With an FHA Loan, Can the Seller Pay the Buyer’s Closing Costs?

This blog post is part of an ongoing series in which we answer common questions relating to the FHA mortgage insurance program. Today’s question is: With FHA loans, can the seller pay the buyer’s closing costs?

Download the 2025 FHA Loan Handbook

The short answer is yes. The Department of Housing and Urban Development, which manages the FHA loan program, allows sellers to contribute money toward the home buyer’s closing costs.

These contributions are generally limited to 6% of the sales price. Anything above 6% would be considered an “inducement to purchase” and would result in a dollar-for-dollar reduction in the sale price.

Terminology note: When buyers ask sellers to contribute money to their closing costs, it’s commonly known as a “seller concession.” But HUD refers to it more formally as an “interested party contribution.”

Sellers Can Pay Buyer Closing Costs With FHA Loans

The Federal Housing Administration (FHA) loan program is managed by the Department of Housing and Urban Development (HUD). So it is HUD that establishes the rules and requirements for this program, including seller contributions to the buyer’s closing costs.

Most of these guidelines can be found in HUD Handbook 4000.1, which is available online. Here’s what the handbook says about FHA loans, and sellers paying closing costs:

“Interested Parties refer to sellers, real estate agents, builders, developers or other parties with an interest in the transaction … Interested Parties may contribute up to 6 percent of the sales price toward the Borrower’s origination fees, other closing costs and discount points.”

The handbook goes on to explain that the 6 percent limit also includes:

  • “Interested Party” payment for interest rate buy-downs, and other payment supplements
  • Payments toward mortgage insurance for fixed-rate loans
  • Mortgage payment protection insurance
  • Payment of the borrower’s upfront mortgage insurance premium (UFMIP)

So yes, with an FHA loan the seller can pay closing costs for the buyer. They person selling the house can contribute up to 6 percent of the sale price.

Example: With an agreed-upon purchase price of $300,000, the seller could pay up to $18,000 in buyer closing costs. (Because 300,000 x .06 = 18,000.)

If a seller or other interested pay contributes more than 6 percent, it would be considered an inducement to purchase. When it comes to FHA loans, these inducements generally result in a dollar-for-dollar reduction to the purchase price, for purposes of determining the borrower’s loan-to-value (LTV) ratio. But that’s another article entirely.

Challenge a
Count the lines in the records below that contain the word "backpack", and reply with the number only.

Data provided
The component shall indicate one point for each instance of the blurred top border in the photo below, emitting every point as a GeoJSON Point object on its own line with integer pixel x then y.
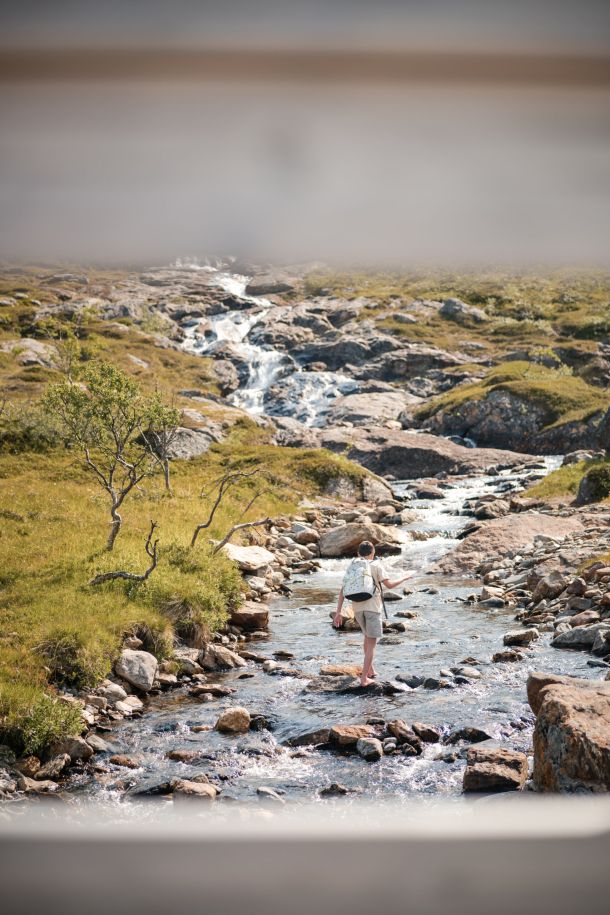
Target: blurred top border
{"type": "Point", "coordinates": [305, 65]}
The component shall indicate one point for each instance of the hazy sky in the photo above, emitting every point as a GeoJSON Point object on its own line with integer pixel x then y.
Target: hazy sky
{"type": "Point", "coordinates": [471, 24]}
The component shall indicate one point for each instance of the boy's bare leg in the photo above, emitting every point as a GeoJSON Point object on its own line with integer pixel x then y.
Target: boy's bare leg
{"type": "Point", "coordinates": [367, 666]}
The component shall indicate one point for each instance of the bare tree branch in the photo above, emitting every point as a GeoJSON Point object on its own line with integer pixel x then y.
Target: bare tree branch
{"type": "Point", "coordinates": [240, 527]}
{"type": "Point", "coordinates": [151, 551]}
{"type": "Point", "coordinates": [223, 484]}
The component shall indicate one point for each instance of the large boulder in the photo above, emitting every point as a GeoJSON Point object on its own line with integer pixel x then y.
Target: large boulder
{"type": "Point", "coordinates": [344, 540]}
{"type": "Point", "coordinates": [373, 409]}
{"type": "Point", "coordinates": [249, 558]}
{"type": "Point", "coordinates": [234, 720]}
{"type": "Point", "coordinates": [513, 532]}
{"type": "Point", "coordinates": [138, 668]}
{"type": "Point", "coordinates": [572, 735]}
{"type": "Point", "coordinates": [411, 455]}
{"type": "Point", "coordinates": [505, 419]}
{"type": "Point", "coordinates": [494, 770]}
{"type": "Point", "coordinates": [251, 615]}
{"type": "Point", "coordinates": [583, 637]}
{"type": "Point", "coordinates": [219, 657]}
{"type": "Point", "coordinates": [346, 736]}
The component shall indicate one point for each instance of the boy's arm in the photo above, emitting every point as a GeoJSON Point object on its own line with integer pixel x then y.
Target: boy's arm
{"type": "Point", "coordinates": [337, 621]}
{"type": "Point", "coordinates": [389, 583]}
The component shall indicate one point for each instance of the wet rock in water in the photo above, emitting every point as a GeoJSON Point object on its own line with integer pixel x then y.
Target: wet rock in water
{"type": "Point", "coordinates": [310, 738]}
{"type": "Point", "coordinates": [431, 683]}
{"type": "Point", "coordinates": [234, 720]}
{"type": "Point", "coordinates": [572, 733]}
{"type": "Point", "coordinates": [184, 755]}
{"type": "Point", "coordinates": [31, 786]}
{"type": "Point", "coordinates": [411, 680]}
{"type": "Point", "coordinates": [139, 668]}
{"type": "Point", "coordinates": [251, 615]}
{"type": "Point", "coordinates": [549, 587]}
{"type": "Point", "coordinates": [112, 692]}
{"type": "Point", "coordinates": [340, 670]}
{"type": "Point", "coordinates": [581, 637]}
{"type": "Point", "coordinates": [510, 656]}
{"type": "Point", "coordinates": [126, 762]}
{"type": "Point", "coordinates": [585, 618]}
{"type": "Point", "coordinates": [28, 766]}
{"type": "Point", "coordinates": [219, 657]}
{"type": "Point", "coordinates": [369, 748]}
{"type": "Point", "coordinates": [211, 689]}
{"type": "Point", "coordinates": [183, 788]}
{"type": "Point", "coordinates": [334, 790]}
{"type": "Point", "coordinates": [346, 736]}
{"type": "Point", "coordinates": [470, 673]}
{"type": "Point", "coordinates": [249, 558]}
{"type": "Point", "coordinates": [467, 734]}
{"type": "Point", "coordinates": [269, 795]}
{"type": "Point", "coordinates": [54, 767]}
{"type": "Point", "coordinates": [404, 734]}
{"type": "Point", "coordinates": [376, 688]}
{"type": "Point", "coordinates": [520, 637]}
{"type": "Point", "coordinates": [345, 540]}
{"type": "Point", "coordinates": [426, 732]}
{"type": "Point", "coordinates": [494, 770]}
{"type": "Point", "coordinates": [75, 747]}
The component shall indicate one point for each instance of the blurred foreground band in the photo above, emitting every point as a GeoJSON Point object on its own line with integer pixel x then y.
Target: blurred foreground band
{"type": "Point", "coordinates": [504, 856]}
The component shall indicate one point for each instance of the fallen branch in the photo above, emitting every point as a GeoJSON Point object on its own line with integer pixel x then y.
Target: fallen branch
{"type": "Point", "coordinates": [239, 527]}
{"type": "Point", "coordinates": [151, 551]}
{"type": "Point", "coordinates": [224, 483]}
--
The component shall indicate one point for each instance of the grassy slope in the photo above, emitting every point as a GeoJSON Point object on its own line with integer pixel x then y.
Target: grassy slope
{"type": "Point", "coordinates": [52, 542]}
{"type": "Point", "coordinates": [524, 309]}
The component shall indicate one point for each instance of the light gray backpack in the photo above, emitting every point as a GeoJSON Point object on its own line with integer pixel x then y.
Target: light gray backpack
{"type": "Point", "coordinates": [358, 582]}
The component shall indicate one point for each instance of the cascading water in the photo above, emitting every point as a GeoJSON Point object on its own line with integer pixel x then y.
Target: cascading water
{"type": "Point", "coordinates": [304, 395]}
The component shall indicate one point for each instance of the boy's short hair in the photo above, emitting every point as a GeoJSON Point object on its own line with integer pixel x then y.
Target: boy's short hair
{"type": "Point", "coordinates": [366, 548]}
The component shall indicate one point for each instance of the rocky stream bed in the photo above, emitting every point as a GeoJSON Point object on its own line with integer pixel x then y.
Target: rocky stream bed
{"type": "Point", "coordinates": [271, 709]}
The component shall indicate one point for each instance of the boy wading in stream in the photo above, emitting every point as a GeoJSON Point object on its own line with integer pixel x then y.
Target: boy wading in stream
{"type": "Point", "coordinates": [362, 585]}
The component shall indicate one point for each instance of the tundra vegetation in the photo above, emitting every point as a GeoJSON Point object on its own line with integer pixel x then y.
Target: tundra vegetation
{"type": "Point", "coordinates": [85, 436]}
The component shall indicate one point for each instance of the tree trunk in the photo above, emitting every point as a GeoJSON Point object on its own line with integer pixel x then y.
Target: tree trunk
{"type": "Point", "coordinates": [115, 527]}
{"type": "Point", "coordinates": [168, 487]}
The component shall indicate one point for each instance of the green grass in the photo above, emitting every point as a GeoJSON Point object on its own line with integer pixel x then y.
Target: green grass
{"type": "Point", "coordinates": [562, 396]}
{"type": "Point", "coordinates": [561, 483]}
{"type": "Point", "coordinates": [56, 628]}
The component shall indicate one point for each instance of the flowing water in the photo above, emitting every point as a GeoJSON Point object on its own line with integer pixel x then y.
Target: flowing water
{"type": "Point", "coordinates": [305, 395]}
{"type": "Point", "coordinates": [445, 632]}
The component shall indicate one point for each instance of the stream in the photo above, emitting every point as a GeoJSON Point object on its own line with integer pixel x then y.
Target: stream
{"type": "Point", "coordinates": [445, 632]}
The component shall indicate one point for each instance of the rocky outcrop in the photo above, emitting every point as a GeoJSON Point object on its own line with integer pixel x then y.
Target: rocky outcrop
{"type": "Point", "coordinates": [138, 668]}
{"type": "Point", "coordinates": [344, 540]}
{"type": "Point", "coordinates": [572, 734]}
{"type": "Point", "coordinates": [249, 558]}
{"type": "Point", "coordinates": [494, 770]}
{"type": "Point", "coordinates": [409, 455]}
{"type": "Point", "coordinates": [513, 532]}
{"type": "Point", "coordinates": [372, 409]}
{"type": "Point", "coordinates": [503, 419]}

Challenge b
In the article above on FHA loans and seller-paid closing costs, what formal term does HUD use for a seller concession?

Correct result a
2

Correct result b
HUD calls it an "interested party contribution."